TASK OBJECTIVE:
Answer these questions about the grant-writing passage below:
1. At least how far ahead of the due date should the proposal be finished?
2. Ideally, how long before the deadline should writing begin?
3. At 18 days to go, what unfamiliar item turns up in the guidelines?

[start of GIVEN PASSAGE]

Step 0: Start This Shit Way Ahead Of Time
Yeah we know we reversed the order, but that's because this is a boring lead-in even if it is a completely necessary portion of grant writing. Oh, we know, you think you do all your best writing with a deadline but this isn't a paper you have to get a C on, this is a product that you have to get an A++ on if you actually want to get any money from it rather than just getting research-depression.
LEAD TIME PEOPLE. LEAD TIME. |
Whenever your proposal is due, plan to have it finished at least a week ahead of that date, and ideally start writing it about three weeks ahead of time. You have to plan ahead because here's what is actually going to happen despite your best of intentions:
21 days to go: Cool I can procrastinate!
18 days to go: Maybe I should check out the guidelines. Wait, WTF is a data management plan?
17 days to go: How much detail do I need to put in this? Oh, I have to explain my statistical methods? Oh shit... guess that means I need to actually understand them. READING TIME.
14 days to go: OMG OMG NOBODY IS EVER GOING TO GIVE ME MONEY CUZ I SUCK
7 days to go: Oh actually this isn't so - wait, how many letters of recommendation do I need?
6 days to go: My advisor says I need to re-write this whole section. SHIT.

[end of GIVEN PASSAGE]
[start of DATASET ROWS]

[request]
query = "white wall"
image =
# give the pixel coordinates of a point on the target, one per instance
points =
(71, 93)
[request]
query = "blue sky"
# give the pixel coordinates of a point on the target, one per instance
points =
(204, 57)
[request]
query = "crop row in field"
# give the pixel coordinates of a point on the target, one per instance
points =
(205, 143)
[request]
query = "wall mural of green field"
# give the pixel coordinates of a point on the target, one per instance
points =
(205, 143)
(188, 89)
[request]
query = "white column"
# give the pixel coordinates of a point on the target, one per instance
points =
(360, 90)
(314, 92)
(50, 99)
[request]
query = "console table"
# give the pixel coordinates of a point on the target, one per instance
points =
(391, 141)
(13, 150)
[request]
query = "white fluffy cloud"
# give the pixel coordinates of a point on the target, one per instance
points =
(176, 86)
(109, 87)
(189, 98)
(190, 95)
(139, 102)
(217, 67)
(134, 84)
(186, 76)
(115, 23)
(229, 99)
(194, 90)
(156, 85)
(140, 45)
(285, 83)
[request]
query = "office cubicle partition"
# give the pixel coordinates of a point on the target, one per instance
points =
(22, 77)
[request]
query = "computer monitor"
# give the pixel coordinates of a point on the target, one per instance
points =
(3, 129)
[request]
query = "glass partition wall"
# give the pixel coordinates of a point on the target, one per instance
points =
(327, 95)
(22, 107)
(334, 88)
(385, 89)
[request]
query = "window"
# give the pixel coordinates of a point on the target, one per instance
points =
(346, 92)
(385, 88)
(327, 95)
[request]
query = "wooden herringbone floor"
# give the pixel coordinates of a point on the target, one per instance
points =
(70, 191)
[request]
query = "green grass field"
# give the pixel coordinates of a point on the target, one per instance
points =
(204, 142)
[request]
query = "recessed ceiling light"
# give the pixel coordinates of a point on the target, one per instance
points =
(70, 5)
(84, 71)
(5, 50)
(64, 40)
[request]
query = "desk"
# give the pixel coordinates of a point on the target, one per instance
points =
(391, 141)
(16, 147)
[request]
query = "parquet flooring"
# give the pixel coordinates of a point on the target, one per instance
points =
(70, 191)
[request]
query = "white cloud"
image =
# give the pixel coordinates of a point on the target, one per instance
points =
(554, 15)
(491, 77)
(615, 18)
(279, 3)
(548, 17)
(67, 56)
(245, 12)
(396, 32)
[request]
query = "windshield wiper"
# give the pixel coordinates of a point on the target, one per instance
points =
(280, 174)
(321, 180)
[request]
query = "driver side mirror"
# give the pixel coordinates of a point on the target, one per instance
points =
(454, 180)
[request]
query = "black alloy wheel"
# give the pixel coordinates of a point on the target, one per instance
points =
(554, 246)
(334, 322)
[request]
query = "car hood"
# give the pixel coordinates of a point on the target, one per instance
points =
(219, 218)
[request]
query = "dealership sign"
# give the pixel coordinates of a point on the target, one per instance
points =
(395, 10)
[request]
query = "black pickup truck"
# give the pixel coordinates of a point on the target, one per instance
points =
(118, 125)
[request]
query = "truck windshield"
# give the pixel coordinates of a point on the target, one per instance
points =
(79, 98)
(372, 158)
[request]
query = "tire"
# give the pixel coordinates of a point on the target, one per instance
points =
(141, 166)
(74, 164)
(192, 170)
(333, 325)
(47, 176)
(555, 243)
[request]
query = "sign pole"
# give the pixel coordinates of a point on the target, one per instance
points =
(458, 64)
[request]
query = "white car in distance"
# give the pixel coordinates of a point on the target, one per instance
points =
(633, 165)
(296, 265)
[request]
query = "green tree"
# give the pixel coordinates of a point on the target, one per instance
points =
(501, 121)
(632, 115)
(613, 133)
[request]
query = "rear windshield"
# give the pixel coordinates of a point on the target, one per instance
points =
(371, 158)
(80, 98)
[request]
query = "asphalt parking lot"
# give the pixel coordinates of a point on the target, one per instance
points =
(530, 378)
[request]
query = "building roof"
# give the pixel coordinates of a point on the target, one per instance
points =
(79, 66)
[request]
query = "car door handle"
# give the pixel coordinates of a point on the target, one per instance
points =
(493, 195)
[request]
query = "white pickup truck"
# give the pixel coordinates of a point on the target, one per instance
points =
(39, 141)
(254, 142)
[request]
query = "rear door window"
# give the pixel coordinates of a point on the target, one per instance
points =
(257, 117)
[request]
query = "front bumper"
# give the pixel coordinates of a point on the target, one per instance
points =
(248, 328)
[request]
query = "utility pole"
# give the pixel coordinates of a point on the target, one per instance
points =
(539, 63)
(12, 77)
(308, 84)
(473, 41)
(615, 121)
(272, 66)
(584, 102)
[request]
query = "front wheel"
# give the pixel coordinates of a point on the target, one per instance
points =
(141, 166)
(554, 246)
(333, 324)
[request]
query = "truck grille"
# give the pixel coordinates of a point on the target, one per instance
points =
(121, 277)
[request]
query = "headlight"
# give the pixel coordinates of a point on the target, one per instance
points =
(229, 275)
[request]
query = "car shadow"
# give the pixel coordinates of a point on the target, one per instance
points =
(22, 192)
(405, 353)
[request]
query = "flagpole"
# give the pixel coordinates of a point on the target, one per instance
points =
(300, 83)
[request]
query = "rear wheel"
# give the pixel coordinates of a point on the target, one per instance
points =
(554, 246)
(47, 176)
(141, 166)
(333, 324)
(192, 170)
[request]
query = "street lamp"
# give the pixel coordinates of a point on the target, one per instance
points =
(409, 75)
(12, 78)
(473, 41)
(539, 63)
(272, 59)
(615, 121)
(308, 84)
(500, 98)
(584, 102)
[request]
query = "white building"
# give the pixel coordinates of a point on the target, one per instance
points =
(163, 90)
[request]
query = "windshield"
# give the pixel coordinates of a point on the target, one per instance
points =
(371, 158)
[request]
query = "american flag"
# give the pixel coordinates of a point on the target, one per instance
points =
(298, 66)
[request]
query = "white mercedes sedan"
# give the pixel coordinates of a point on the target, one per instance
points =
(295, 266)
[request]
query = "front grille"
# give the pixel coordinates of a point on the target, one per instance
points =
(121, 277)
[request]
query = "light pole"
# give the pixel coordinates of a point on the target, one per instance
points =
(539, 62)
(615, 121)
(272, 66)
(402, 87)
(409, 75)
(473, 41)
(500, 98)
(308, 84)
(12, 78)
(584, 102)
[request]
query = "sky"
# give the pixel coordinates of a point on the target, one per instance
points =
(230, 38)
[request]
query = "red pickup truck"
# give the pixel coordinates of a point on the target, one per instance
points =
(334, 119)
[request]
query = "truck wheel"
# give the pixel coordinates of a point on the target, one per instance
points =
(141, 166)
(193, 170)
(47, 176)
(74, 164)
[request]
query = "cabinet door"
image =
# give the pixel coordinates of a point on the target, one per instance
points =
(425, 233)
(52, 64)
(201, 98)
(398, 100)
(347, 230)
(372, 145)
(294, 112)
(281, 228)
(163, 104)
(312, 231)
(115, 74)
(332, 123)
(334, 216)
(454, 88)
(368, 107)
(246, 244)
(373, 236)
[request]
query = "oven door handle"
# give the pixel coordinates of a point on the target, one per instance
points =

[end of DATASET ROWS]

RESPONSE TO THIS EXERCISE:
1. At least a week ahead.
2. About three weeks ahead.
3. A data management plan.